→ **PROBLEM STATEMENT**: How many lines in the material below contain the string "tower"? Case counts, and the reply should be the number alone.

→ **MATERIAL SUPPLIED**:
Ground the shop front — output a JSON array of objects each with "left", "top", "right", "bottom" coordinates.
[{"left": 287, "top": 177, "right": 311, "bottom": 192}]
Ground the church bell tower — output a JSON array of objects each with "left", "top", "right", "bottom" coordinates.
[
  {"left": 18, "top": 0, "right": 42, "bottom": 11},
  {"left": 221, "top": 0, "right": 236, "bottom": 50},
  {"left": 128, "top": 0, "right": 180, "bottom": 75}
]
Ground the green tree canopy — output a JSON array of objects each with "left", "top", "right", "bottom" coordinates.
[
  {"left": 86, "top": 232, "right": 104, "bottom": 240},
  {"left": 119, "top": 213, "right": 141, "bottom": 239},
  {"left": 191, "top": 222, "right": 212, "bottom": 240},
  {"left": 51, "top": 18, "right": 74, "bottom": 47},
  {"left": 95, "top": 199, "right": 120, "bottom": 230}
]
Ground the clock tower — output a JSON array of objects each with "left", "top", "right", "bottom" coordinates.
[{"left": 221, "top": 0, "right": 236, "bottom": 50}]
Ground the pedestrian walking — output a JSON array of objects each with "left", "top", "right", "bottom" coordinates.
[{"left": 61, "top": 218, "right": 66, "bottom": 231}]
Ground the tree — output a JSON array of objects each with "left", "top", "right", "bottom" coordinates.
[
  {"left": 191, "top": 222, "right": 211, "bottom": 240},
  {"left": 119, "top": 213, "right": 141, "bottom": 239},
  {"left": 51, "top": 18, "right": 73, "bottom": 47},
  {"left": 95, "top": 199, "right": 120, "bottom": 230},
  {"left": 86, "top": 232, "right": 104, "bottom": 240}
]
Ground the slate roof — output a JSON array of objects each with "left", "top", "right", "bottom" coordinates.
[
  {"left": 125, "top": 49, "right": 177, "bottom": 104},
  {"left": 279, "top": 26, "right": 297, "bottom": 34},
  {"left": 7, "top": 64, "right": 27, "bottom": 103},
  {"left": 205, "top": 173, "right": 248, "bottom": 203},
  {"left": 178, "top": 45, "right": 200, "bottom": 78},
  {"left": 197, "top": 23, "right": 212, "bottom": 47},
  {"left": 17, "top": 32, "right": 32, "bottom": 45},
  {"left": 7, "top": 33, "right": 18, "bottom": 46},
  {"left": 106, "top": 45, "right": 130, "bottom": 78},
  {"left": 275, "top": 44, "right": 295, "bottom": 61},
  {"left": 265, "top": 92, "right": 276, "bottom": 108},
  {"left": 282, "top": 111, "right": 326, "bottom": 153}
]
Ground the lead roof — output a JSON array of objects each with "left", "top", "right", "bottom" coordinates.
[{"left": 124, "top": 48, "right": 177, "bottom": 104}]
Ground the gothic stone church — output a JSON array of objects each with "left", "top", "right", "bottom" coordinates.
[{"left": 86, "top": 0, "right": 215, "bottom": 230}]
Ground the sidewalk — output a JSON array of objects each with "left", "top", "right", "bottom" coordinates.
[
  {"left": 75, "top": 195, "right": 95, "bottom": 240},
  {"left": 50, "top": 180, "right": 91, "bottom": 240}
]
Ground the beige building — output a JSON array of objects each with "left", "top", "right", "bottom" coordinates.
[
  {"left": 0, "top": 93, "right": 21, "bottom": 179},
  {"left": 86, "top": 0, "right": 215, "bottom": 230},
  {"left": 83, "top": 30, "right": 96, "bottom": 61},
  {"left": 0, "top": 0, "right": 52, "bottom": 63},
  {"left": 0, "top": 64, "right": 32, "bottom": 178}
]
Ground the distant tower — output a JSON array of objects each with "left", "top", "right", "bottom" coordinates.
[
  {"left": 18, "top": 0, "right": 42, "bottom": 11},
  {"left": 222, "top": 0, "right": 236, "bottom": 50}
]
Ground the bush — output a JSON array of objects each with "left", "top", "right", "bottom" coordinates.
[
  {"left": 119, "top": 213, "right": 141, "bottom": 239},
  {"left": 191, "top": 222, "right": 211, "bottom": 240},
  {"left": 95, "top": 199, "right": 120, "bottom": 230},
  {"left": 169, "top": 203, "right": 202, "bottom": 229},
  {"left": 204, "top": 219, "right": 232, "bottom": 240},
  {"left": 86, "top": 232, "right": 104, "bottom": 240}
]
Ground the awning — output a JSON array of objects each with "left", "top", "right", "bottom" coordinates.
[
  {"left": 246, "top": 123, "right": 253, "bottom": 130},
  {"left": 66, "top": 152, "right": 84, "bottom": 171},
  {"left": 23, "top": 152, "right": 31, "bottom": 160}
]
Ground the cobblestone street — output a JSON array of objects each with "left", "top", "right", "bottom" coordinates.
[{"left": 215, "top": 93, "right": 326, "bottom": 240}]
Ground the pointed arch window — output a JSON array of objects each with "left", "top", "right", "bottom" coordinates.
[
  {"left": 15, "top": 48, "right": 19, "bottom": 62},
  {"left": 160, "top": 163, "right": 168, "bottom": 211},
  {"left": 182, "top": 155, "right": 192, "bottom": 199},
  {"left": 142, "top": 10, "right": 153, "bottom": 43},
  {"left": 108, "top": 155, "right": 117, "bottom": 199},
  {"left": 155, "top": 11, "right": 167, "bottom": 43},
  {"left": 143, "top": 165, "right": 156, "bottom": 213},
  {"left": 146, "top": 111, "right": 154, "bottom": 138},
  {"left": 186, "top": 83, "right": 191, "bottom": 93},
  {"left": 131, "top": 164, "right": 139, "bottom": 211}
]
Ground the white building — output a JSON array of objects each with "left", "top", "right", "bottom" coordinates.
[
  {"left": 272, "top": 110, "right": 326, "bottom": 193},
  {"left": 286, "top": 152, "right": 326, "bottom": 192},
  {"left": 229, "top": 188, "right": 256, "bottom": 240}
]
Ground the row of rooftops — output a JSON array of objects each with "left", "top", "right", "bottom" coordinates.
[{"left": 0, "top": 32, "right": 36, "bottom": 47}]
---
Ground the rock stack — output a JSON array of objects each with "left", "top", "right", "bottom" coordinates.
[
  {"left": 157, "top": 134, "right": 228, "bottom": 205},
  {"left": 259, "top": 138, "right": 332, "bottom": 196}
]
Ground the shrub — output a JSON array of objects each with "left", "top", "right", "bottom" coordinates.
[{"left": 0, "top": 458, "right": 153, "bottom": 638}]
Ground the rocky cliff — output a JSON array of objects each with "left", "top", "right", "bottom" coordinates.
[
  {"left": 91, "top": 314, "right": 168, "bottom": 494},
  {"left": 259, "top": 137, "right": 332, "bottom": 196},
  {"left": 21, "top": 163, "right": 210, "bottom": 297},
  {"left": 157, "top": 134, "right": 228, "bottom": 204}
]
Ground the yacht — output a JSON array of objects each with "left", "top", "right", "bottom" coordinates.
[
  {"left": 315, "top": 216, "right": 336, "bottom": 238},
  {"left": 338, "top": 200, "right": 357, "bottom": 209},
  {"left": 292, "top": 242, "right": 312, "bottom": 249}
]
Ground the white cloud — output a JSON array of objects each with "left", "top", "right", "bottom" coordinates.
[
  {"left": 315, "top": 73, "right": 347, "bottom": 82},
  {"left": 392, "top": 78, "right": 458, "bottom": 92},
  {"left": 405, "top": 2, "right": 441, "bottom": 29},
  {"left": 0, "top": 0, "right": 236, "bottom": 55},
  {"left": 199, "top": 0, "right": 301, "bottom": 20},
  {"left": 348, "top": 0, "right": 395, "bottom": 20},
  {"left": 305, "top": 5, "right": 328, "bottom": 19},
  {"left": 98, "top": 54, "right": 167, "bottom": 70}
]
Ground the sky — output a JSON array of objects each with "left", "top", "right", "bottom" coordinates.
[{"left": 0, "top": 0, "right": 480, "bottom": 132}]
...
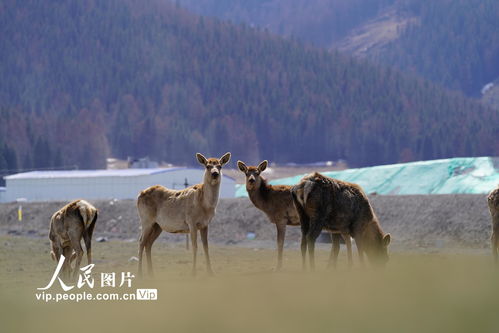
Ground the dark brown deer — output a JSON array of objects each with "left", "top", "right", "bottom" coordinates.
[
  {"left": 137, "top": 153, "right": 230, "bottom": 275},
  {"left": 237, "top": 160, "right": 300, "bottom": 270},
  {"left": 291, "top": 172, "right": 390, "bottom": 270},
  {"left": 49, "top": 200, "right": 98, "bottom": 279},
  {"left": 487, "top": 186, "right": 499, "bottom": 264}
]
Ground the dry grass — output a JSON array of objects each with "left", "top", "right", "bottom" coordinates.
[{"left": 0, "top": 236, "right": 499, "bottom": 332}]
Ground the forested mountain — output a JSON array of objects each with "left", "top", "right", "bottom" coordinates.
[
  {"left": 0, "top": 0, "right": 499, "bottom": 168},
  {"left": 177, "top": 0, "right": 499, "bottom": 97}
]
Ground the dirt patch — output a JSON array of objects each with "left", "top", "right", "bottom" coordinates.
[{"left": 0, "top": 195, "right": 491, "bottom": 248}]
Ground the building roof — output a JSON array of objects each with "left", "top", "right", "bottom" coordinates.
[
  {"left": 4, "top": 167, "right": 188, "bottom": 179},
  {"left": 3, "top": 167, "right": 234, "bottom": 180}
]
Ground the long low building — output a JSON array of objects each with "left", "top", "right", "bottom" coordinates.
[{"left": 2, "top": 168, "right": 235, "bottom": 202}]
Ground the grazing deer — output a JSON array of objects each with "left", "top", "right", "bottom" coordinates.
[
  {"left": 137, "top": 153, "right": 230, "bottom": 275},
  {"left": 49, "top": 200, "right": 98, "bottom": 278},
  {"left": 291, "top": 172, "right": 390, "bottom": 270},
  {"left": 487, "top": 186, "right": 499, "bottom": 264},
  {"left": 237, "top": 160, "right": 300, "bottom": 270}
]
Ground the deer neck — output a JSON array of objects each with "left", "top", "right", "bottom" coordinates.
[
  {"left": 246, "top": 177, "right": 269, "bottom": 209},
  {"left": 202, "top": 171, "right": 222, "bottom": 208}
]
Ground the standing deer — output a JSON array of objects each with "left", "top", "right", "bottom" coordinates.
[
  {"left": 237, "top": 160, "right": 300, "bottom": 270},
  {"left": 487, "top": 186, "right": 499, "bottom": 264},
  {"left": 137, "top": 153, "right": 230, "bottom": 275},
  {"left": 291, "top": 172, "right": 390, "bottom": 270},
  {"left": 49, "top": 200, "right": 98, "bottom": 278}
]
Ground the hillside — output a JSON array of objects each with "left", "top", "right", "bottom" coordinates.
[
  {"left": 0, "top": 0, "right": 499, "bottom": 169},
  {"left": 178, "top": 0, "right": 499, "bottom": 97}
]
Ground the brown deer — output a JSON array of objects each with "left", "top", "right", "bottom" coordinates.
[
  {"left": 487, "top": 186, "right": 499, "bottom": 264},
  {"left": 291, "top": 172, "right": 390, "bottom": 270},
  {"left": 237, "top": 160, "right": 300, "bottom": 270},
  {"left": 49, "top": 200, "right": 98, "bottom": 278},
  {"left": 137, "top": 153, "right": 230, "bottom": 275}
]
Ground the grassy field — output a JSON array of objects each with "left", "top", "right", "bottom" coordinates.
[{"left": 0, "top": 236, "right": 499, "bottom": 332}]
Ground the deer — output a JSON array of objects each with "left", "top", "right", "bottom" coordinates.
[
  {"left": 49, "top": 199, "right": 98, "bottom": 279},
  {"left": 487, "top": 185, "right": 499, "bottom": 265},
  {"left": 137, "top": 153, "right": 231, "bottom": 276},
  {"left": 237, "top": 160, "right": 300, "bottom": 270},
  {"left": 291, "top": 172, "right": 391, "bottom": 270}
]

→ **RESULT OF THE TASK**: 3